=== Goal of the exercise ===
Output the lines of the material below as a numbered list, starting with the line that contains "Query: storage bin" and going on through the last line of the material, both ends included. Leave out blank lines.

=== Coordinate annotation records ===
↓↓↓

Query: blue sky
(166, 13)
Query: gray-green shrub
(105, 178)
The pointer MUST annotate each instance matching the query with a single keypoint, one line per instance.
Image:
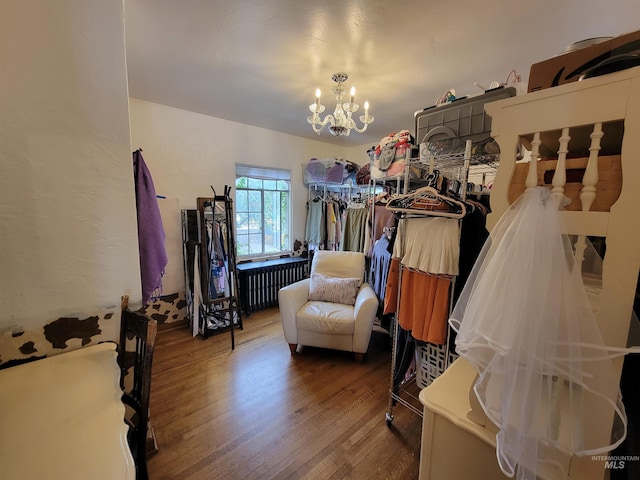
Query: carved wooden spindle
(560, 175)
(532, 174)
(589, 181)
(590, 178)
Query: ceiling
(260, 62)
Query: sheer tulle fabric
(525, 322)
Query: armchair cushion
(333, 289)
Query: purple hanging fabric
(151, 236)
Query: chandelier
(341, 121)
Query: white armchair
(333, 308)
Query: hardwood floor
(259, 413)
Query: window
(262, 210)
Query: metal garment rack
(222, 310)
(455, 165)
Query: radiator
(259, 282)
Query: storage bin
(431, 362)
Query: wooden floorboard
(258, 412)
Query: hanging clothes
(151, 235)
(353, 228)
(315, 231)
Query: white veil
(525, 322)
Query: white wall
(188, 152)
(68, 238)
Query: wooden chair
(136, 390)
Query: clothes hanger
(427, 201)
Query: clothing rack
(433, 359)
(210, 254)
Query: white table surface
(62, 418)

↑↑↑

=== Full answer ===
1. Query: storage bin
2. (431, 362)
3. Query: wooden floorboard
4. (258, 412)
5. Query: hanging clothes
6. (151, 235)
7. (353, 228)
8. (315, 231)
9. Query: white veil
10. (525, 322)
11. Query: white wall
12. (188, 152)
13. (68, 238)
14. Query: wooden chair
15. (136, 390)
16. Query: clothes hanger
17. (427, 201)
18. Query: clothing rack
19. (433, 359)
20. (210, 254)
21. Query: white table surface
22. (62, 418)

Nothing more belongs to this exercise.